Environnement Lançonnais

Les "9 limites du système planétaire"

samedi 16 avril 2011 par Alain KALT (retranscription)

Vendredi, 23 Octobre 2009 08:38 Emmanuel Delannoy Dans son article intitulé "Un espace sécurisé pour l’activité humaine", Johan Rockström et al propose d’identifier et de quantifier ce qu’il appelle des "limites planétaires" visant à empêcher l’activité humaine de provoquer des changements environnementaux non soutenables.

Il part du principe que la période de stabilité qu’a connu notre écosystème depuis 10.000 ans et qui est à l’origine du développement humain est mise en danger depuis l’avènement de la révolution industrielle avec, entre autres, l’utilisation massive des énergies fossiles et la progression de l’agriculture industrielle. Potentiellement irréversibles, les conséquences de cette activité humaine pourraient selon lui mettre un terme à la stabilité de l’écosystème planétaire pourtant censée durer encore plusieurs millier d’années s’il n’y avait pas eu de révolution industrielle.

» **Entrées affichées**:
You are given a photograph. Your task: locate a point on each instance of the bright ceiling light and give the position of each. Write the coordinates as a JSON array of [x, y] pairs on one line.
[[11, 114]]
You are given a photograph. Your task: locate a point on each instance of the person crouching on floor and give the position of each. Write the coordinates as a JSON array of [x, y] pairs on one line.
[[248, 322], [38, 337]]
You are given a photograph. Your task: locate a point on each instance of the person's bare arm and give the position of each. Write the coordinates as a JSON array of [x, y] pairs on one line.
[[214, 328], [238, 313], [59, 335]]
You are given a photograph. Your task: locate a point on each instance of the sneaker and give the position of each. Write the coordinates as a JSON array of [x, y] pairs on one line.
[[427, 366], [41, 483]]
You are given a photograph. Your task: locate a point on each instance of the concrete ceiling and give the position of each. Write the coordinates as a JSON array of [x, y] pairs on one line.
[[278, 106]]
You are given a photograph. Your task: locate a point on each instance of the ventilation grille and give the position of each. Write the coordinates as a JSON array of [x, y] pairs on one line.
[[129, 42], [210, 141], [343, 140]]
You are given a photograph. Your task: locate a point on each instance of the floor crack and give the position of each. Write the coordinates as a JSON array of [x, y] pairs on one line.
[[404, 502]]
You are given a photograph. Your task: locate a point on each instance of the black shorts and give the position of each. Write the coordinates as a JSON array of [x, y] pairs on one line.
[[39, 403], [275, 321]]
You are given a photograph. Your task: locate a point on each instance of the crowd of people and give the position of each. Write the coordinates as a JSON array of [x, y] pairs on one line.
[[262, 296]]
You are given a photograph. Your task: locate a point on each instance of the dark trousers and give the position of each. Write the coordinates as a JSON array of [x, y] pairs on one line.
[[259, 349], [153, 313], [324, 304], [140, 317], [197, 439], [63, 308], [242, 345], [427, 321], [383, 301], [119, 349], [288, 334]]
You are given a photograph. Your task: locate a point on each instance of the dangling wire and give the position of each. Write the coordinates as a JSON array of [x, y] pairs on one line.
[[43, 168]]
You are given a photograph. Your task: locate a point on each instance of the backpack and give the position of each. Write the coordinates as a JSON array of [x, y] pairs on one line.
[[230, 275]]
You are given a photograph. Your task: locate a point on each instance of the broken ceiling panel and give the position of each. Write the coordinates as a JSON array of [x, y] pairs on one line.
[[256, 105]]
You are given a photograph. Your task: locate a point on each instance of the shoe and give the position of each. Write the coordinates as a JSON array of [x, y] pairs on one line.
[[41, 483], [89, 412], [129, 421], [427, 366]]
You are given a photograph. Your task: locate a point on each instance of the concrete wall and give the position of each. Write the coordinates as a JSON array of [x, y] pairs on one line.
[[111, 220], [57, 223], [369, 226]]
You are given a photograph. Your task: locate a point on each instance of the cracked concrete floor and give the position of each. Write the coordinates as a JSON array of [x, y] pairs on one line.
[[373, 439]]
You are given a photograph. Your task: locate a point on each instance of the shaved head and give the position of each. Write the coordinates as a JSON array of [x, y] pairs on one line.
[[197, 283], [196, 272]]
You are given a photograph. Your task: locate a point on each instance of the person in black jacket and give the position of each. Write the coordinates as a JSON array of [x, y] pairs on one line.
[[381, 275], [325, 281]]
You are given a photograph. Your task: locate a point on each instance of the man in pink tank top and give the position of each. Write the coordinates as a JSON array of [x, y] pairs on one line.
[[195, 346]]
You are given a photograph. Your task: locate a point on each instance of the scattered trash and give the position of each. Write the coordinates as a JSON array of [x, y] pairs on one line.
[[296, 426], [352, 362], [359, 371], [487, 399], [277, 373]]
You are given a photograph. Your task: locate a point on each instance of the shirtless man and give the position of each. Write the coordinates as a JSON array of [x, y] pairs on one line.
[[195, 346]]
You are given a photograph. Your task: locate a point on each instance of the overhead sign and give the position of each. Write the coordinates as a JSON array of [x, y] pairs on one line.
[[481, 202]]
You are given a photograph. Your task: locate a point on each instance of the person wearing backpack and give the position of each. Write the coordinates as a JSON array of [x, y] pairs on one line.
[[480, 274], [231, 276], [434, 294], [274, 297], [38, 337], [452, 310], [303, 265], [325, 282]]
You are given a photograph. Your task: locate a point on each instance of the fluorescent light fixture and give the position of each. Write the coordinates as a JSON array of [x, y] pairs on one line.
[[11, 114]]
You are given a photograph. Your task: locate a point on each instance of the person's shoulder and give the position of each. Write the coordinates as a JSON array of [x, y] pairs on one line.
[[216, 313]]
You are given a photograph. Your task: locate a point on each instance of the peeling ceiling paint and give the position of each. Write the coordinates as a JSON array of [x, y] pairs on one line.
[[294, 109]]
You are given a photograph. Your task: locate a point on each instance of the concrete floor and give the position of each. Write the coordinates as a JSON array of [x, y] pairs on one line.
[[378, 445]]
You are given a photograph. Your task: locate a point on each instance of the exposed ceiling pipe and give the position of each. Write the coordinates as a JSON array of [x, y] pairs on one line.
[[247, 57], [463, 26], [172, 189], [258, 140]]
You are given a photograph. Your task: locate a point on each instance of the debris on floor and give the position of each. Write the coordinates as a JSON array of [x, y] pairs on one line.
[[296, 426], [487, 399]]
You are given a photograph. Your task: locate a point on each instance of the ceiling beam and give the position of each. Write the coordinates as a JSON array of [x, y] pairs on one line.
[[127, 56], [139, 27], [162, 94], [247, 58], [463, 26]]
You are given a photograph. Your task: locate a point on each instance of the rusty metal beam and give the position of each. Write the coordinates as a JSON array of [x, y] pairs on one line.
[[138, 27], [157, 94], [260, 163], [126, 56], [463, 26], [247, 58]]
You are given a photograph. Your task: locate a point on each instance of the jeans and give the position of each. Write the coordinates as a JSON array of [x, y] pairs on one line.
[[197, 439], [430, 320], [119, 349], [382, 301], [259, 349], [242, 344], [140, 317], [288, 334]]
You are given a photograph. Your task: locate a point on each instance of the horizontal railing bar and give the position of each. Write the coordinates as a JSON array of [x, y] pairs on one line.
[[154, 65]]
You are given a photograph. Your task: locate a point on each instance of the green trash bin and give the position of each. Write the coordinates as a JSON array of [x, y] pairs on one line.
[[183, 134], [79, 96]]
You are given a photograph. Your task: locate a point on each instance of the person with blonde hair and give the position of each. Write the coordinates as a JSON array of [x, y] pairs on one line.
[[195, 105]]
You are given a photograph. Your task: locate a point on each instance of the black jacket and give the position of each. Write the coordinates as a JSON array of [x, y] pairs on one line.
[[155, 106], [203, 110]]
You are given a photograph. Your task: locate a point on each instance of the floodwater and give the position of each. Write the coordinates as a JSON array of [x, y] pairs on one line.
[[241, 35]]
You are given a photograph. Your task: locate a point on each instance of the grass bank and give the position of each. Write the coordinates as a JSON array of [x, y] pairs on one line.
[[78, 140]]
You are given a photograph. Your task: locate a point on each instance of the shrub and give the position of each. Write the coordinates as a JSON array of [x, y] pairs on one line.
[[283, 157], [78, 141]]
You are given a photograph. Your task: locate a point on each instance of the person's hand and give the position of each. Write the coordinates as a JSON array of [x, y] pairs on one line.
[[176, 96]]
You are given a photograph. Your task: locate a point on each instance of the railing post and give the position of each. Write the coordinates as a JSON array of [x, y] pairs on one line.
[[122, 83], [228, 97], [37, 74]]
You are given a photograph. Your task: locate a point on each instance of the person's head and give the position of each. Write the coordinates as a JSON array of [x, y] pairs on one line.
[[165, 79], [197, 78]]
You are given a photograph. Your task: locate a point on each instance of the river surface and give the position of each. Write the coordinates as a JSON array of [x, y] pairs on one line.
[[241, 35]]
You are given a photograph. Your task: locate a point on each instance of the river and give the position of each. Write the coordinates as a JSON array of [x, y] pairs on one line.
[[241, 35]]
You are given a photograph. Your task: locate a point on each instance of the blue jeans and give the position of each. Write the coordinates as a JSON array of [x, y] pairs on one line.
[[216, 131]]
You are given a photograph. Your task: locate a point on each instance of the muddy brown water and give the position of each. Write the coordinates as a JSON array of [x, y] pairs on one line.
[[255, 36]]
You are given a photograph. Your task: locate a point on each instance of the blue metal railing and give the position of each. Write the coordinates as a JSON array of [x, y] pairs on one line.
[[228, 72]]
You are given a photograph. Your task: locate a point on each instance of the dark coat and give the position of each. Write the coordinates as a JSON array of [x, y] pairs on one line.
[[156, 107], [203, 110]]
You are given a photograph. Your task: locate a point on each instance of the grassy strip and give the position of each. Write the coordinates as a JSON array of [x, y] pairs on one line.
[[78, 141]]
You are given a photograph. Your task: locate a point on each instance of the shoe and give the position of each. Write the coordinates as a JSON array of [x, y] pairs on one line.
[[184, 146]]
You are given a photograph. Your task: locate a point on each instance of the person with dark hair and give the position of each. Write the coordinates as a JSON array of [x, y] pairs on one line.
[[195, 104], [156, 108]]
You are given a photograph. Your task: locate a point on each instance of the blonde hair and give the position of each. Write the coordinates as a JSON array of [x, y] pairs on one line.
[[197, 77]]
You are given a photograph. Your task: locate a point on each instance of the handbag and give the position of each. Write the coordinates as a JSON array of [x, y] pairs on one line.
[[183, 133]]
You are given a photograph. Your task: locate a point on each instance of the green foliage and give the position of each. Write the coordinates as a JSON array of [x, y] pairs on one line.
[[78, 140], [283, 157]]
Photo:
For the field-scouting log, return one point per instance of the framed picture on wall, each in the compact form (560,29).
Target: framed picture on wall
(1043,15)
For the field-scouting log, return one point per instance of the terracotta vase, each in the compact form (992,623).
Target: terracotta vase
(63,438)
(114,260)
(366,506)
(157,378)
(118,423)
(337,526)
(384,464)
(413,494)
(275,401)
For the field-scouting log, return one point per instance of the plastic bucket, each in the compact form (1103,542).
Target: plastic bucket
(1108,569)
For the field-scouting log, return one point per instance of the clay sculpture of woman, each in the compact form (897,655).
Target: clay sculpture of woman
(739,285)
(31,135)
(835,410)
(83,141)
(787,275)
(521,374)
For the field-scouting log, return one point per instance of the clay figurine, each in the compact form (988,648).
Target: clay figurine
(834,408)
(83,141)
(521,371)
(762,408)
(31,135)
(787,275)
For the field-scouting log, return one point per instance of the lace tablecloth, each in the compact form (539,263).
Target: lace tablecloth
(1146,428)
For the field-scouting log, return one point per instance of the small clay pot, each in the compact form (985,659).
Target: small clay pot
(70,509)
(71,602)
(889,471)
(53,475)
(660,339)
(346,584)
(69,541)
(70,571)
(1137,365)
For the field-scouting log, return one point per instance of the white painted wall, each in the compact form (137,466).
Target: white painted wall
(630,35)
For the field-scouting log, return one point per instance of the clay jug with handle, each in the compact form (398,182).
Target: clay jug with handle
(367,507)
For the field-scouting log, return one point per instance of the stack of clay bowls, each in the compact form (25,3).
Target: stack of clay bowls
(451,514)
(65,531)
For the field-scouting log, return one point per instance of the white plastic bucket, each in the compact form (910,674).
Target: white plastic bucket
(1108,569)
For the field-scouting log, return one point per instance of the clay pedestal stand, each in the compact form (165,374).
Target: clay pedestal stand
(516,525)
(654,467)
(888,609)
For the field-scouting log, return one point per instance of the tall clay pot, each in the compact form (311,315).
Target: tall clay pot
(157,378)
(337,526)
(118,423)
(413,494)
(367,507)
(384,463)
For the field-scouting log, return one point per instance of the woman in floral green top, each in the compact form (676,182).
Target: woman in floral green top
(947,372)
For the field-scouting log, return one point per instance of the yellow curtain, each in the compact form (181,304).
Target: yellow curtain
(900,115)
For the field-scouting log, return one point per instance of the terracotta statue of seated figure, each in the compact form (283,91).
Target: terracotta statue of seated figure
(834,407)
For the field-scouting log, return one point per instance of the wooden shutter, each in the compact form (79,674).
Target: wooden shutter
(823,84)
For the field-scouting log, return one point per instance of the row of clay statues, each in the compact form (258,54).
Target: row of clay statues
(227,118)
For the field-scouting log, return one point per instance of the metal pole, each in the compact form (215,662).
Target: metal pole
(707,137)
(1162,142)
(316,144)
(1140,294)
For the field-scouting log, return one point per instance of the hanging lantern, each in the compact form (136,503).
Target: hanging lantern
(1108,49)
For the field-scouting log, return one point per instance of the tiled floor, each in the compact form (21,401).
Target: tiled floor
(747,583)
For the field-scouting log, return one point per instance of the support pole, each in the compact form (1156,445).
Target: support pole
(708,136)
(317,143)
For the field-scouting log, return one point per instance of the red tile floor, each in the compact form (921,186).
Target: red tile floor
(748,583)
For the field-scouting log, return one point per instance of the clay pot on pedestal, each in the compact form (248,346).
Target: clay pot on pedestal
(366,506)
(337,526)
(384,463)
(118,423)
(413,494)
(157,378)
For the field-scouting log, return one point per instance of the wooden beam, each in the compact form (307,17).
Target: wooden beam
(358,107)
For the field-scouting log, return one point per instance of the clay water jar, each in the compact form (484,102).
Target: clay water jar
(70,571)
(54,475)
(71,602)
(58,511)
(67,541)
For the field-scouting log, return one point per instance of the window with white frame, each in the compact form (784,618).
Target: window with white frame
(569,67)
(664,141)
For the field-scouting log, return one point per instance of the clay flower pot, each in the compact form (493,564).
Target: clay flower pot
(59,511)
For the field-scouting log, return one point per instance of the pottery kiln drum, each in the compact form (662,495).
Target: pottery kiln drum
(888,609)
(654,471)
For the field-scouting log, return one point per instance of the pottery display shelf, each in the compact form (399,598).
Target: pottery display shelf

» **Consignes**:
a - Recopiez à l'identique les lignes de la liste, en commençant par celle qui contient "the person crouching" et en allant jusqu'à celle qui contient "[[248, 322], [38, 337]]", les deux incluses.
b - Poursuivez l'extrait sur les limites planétaires à partir de sa dernière phrase.
L'extrait et la liste n'ont aucun rapport entre eux.

» **Réponses rédigées**:
a -
You are given a photograph. Your task: locate a point on each instance of the person crouching on floor and give the position of each. Write the coordinates as a JSON array of [x, y] pairs on one line.
[[248, 322], [38, 337]]

b -
D’où l’idée de poser des "limites planétaires", c’est-à-dire des niveaux-seuils appliqués à l’activité de certains sous-systèmes et processus biophysiques qui se définiraient par la valeur critique de certaines variables de contrôle telle que, par exemple, la concentration de CO2. On compterait ainsi 9 sous-systèmes et processus auxquels ces limites s’appliqueraient :

Ces 9 limites décrivent le « terrain de jeu » dans lequel l’humanité reste en sécurité par rapport à l’équilibre du système Terre. Si elles sont dépassées, les conséquences pourraient être catastrophiques pour l’Humanité, d’autant plus que des changements dans un sous-système peuvent augmenter le risque de se rapprocher d’autres limites pour d’autres sous-systèmes.

1 - le changement climatique

2 - le taux de diminution de la biodiversité

3 - l’interférence humaine avec les cycles azote / phosphore

4 - la diminution de la couche d’ozone

5 - l’acidification des océans

6 - la consommation mondiale d’eau douce

7 - les changements d’exploitation des sols

8 - la pollution chimique

9 - la pollution atmosphérique par les aérosols

Les limites ont été définies selon une approche « conservatrice » (risk-averse) et l’auteur précise qu’il reste un travail de recherche important pour valider et préciser les limites telles qu’elles ont été évaluées ici.

Johan Rockström nous alerte sur le fait que ces limites sont peut-être déjà sur le point d’êtres atteintes dans certains domaines tels que le consommation d’eau douce, les changements d’exploitation des sols, l’acidification des océans et l’interférence dans les cycles globaux du phosphore tandis que selon son analyse pas moins de trois processus ont d’ores et déjà dépassé le seuil d’alerte : le changement climatique, le taux de diminution de la biodiversité et l’interférence humaine avec les cycles de l’azote.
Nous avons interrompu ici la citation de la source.